Work to complete → Please reproduce exactly the line that contains "of the orange" and every line after it through the end of the records below, adding nothing else.

[Dataset entries]

━━━━━━━━━━━━━━━━━━━━━━━━━━━━━━

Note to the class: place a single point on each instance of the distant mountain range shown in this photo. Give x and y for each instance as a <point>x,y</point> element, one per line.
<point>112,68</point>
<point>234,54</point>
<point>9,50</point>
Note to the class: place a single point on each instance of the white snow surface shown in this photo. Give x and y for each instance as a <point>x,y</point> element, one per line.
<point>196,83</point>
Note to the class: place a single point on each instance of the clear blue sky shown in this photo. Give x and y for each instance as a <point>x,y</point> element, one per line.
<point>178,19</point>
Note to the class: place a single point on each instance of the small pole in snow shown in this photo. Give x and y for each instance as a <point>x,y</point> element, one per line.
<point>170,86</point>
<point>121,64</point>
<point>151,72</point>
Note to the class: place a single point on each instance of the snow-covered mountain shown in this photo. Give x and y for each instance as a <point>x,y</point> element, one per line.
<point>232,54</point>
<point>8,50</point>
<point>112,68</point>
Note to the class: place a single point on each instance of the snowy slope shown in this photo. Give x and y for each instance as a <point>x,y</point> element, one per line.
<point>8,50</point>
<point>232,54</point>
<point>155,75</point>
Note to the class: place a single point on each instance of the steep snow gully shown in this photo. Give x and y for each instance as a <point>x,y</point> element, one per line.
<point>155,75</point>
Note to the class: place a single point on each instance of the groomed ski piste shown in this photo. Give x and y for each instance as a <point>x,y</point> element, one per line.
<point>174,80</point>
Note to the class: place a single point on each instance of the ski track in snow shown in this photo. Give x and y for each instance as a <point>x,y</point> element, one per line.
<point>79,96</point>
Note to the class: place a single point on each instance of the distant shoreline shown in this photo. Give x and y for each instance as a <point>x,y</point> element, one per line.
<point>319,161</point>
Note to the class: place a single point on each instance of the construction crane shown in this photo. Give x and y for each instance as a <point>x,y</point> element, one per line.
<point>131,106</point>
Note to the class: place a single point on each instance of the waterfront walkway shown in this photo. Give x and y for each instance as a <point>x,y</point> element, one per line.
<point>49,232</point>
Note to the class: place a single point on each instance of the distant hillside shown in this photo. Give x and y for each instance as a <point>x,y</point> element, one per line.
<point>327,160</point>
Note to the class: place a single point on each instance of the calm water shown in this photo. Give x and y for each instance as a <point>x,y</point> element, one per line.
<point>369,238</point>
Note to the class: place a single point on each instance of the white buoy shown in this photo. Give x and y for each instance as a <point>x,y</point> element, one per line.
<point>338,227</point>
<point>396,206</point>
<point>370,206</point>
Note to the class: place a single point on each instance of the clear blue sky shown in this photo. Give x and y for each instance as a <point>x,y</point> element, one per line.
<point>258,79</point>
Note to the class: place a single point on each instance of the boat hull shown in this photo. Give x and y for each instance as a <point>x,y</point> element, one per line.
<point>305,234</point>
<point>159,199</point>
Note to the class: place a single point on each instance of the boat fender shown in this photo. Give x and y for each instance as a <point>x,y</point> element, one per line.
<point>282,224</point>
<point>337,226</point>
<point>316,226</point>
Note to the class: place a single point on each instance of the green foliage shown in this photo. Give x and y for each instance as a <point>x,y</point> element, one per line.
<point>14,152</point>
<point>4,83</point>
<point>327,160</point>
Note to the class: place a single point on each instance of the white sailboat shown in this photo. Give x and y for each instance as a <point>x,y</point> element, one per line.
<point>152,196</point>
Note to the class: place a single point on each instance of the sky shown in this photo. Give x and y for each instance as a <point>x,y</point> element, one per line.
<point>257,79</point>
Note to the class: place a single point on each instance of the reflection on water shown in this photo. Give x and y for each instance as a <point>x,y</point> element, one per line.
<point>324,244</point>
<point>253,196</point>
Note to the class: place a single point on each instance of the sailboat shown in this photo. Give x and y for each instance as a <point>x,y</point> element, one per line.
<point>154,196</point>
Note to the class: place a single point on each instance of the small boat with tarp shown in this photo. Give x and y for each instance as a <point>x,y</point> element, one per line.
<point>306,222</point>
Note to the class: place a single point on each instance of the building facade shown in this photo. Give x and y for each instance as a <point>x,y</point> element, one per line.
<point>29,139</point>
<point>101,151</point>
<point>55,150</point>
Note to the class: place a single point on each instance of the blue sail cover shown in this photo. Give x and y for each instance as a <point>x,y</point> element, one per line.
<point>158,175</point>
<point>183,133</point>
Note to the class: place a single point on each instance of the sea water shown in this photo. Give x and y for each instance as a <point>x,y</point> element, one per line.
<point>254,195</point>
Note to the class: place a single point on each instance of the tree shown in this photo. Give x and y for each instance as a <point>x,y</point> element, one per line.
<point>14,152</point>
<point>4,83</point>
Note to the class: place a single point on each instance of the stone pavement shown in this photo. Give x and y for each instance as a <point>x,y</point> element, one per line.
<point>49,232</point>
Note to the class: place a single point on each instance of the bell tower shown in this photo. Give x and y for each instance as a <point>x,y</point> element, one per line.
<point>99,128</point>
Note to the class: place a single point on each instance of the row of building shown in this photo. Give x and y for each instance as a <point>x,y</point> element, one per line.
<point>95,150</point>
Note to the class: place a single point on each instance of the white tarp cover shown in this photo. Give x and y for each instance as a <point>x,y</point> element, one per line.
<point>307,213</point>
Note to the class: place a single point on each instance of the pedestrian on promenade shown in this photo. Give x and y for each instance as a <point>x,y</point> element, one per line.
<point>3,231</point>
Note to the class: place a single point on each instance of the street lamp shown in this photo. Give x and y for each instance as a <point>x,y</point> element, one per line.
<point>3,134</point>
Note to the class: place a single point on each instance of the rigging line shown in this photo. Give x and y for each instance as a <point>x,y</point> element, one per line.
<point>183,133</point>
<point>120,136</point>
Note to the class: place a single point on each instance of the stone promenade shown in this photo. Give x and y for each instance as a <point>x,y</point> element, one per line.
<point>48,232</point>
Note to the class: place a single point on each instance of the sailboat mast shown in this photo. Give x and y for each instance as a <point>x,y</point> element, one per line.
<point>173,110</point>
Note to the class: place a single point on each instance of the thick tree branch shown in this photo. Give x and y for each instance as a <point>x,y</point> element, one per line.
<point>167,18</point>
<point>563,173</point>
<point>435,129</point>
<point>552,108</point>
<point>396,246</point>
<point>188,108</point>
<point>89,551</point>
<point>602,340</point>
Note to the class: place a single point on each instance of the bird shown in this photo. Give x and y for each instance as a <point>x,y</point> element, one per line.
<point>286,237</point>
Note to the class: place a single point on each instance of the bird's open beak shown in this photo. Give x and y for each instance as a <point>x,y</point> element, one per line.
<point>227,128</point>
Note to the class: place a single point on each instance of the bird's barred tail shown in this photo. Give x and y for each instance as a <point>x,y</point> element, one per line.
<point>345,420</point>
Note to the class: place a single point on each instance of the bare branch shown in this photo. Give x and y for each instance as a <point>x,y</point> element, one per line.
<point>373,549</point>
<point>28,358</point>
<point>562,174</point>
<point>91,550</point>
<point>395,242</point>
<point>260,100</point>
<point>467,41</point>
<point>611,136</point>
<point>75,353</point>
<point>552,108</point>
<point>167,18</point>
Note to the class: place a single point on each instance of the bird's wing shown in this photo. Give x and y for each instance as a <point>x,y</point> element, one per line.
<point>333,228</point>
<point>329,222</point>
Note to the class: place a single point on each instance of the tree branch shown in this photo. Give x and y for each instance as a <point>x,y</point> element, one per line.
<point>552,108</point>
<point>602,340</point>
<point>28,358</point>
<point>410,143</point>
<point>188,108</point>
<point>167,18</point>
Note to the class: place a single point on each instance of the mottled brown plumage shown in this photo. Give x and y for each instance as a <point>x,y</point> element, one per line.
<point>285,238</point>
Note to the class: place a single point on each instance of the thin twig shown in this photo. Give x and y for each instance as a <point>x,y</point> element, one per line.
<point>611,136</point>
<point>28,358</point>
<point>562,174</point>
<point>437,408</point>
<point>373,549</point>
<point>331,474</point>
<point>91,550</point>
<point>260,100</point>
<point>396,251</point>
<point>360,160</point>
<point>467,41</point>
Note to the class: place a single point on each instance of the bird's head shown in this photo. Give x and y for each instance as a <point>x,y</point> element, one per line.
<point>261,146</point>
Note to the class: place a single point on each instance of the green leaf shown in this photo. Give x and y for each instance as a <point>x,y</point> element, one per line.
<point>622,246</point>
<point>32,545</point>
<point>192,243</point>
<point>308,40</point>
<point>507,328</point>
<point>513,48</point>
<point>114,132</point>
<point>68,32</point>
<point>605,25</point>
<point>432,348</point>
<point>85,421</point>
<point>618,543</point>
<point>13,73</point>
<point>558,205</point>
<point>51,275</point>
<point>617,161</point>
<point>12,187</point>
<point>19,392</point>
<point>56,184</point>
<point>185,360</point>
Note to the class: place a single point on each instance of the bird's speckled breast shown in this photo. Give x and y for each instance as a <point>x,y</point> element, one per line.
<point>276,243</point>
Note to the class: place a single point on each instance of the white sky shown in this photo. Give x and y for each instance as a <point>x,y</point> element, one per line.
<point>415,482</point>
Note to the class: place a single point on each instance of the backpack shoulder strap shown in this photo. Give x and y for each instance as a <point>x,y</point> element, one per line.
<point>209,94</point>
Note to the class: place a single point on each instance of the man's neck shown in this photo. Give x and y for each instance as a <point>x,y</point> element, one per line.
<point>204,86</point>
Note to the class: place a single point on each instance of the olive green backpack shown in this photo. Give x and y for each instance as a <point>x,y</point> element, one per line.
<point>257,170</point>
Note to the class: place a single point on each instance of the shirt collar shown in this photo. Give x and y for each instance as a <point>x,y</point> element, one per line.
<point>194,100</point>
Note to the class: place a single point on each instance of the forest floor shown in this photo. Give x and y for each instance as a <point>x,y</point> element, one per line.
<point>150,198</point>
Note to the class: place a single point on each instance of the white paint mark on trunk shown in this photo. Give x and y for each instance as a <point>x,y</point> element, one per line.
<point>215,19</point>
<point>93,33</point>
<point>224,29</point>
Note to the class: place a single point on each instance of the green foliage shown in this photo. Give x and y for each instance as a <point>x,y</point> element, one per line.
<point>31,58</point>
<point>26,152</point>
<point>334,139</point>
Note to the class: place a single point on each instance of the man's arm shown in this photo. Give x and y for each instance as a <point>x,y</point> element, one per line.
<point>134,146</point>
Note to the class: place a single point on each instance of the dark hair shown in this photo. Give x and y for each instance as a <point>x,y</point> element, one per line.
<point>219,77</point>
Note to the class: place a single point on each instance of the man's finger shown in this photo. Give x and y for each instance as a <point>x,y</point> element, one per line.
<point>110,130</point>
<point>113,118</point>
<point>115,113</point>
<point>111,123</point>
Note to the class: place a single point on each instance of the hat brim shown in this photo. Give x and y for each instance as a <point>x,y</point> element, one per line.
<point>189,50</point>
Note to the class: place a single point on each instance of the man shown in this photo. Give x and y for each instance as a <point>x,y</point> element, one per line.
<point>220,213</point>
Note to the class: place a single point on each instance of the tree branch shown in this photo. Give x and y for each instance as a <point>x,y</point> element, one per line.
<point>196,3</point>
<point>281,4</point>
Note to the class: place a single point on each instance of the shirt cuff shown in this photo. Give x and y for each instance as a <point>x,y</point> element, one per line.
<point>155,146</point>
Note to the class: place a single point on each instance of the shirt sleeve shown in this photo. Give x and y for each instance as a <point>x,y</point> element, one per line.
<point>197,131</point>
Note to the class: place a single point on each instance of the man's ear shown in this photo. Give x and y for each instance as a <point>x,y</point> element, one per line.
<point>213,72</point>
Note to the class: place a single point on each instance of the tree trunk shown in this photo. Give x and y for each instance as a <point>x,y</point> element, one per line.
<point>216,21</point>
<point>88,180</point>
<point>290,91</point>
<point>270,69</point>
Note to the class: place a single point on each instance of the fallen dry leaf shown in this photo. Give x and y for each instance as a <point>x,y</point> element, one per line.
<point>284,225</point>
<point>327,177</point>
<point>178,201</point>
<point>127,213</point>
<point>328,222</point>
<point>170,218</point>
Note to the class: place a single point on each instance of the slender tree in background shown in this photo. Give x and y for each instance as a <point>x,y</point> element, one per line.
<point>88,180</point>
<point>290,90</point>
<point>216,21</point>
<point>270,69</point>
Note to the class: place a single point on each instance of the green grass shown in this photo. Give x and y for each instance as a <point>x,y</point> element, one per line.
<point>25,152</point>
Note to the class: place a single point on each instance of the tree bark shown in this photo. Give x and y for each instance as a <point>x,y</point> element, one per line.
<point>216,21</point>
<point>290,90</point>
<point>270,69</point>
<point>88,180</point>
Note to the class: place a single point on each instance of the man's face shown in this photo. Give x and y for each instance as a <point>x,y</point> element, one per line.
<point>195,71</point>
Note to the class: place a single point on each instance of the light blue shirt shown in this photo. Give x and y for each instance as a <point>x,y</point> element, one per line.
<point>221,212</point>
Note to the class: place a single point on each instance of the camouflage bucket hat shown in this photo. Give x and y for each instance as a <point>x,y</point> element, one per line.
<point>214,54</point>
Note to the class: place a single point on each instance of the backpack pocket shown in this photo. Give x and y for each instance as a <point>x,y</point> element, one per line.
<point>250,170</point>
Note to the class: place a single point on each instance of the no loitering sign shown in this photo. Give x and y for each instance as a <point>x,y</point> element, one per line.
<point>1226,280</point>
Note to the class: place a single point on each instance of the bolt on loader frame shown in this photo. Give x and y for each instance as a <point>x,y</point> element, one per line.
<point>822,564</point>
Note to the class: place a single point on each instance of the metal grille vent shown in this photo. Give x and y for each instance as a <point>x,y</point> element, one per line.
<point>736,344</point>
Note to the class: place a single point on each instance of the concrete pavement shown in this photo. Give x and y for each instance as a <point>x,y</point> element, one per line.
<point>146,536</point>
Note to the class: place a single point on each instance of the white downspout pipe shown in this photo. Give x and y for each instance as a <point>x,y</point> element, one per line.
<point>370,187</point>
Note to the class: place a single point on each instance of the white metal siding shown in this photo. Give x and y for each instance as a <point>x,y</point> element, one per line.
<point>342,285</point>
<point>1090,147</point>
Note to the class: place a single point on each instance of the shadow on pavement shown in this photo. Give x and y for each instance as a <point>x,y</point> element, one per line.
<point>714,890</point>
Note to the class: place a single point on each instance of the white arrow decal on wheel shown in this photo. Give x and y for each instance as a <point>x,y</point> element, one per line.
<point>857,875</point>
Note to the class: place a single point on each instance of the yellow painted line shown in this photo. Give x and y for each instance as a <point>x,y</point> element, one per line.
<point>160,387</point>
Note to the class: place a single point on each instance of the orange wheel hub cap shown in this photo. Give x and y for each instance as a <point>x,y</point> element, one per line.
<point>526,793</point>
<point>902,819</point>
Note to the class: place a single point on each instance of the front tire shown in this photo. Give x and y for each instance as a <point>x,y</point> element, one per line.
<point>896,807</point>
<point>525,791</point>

━━━━━━━━━━━━━━━━━━━━━━━━━━━━━━

Result →
Note to the class: place a single point on each instance of the orange wheel hub cap shown in this photo. Give x and y for each instance as a <point>x,y</point> element, one per line.
<point>526,793</point>
<point>902,819</point>
Note to the class: place a single point on each instance of the front tire shown in this photo. Give x and y for each instance as a <point>x,y</point> element, one per line.
<point>896,807</point>
<point>525,791</point>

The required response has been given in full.